━━ SUPPLIED MATERIAL
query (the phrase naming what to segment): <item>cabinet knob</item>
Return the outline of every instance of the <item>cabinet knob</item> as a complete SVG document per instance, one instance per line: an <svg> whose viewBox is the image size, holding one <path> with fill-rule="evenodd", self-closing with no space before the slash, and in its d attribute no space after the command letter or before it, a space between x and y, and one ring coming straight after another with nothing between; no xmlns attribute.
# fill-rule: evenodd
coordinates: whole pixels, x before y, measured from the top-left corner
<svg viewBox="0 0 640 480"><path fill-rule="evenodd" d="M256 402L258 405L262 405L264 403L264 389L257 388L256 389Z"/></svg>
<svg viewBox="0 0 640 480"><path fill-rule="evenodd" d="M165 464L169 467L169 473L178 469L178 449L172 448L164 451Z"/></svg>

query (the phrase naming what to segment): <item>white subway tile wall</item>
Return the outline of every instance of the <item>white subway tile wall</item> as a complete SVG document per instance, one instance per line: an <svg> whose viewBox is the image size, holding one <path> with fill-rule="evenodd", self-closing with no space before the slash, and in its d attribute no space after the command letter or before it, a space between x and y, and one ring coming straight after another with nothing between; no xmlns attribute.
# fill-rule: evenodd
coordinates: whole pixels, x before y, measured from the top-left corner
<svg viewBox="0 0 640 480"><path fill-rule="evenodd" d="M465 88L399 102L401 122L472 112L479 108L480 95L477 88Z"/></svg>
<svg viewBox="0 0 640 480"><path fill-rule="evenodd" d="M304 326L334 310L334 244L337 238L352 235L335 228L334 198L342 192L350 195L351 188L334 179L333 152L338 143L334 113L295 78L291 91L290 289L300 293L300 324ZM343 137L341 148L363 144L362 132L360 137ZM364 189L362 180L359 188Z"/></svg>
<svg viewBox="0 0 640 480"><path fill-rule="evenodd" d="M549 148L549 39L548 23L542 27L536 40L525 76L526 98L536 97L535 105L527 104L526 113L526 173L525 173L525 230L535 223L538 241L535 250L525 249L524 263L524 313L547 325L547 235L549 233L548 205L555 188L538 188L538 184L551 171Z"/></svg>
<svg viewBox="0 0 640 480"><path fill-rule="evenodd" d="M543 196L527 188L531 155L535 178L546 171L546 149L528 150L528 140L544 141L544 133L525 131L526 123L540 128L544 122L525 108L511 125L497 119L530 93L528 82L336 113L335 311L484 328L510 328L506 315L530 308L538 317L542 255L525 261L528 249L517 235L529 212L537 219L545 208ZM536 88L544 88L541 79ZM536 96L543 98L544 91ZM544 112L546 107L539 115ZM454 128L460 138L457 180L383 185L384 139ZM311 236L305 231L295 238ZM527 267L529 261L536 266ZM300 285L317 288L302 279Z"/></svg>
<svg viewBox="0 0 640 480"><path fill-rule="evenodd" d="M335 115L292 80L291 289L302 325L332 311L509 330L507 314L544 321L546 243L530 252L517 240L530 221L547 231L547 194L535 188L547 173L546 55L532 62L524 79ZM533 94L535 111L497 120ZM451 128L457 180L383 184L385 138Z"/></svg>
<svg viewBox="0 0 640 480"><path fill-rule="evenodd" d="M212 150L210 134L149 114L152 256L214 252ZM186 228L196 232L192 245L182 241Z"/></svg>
━━━━
## [EXERCISE OBJECTIVE]
In how many lines of the data does the string "query" appear? Only the number should be given.

## [WRITTEN RESPONSE]
2